### Exercise
Each entry should be set down again verbatim, with the images omitted.

-- Opening Marker --

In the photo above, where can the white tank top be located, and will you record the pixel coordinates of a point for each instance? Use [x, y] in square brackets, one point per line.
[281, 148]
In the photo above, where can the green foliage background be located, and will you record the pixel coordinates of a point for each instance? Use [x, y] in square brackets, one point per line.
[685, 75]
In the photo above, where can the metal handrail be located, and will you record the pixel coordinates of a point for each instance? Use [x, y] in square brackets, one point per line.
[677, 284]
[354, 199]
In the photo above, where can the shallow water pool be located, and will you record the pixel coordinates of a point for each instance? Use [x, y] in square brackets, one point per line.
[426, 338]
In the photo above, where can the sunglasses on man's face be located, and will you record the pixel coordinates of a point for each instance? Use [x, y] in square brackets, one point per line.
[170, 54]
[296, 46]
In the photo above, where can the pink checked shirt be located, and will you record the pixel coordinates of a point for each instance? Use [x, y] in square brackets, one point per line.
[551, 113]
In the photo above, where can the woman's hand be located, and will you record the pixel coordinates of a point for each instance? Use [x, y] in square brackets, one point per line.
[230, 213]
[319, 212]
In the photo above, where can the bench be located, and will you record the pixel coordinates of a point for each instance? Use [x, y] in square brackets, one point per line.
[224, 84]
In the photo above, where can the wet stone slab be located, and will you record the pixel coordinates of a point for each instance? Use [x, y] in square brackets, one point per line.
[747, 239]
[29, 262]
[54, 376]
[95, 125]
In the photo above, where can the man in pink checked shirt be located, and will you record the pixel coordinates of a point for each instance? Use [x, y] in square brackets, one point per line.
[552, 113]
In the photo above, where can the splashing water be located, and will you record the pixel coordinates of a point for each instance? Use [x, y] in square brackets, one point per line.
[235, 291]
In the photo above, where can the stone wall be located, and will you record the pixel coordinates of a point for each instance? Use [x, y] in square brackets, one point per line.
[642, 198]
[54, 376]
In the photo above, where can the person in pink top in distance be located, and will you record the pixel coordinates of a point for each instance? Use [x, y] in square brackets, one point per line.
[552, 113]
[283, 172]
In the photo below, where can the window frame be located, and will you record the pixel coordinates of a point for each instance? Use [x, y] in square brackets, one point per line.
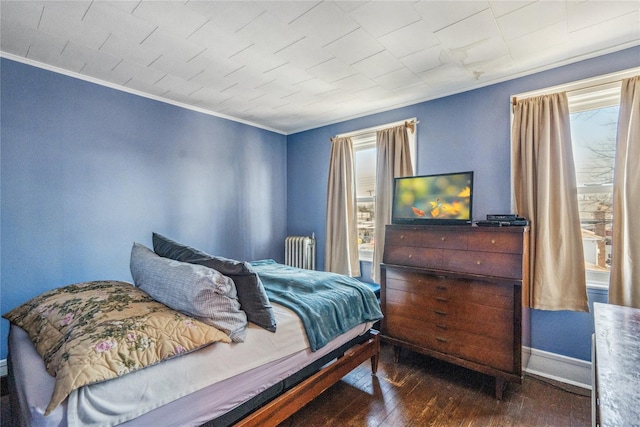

-- Closing Marker --

### The answer
In the photo above, where can the white tank top be located, and will you record the pixel coordinates of a point for each instance? Use [x, y] in square brackets, one point per line.
[281, 148]
In the photo above, where can the green foliage background be located, and will you record the pixel coordinates of a point for each instance? Use [x, y] in square brackets, one point per line.
[685, 75]
In the photo above, where can the metal handrail be located, and will you record the pixel coordinates of a point for each instance? Use [x, y] in square brackets, one point per line.
[677, 284]
[354, 199]
In the photo above, where can the shallow water pool be located, and will you record the pixel coordinates of a point for each instance? Use [x, y] in square brackets, one point per line.
[426, 338]
In the photo above, where can the sunglasses on man's face be located, and will you record the pixel coordinates of a point for each instance? Use [x, y] in square brackets, one point per line.
[170, 54]
[296, 46]
In the photo above, where can the pink checked shirt be located, and will you record the pixel coordinates of a point for each instance? Use [x, y] in square brackets, one point per line.
[551, 113]
In the photo above, where can the woman's hand be located, and will you record the pixel coordinates of a point for each instance? Use [x, y] in square brackets, one point per line.
[230, 213]
[319, 212]
In the photo above, where can the bench be located, and will you record the pixel coordinates of a point for each instance? Use [x, y] in square brackets, one point per line.
[224, 84]
In the photo above, where can the wet stone slab be located, and will you record the pixel coordinates of a point for each instance? Use [x, y] in square brackets, one point per line.
[747, 239]
[29, 262]
[54, 376]
[95, 125]
In the photo above, where can the man in pink checked shirt be located, and will you record the pixel coordinates of a point for each instance? Use [x, y] in square brackets, one point per line.
[552, 113]
In the photo above, where can the splashing water be located, and will you record the pixel coordinates of a point for each instance? Use [x, y] in square brackets, one point per line.
[235, 291]
In the photo above, where can the stone wall be located, and will you record the pixel coordinates of a point for each instance? Use [x, y] in square brackets, one point per line.
[642, 198]
[54, 376]
In the photo above, where can the person in pink top in distance be located, and will you record the pixel coordinates of a point for each instance? Use [x, y] in square brackets, one point per line.
[552, 113]
[283, 172]
In the photo below, where can the window frame be located, and will you record the pixel coordinates of a point for each instance? Use [x, y] in square brackets, one point per line.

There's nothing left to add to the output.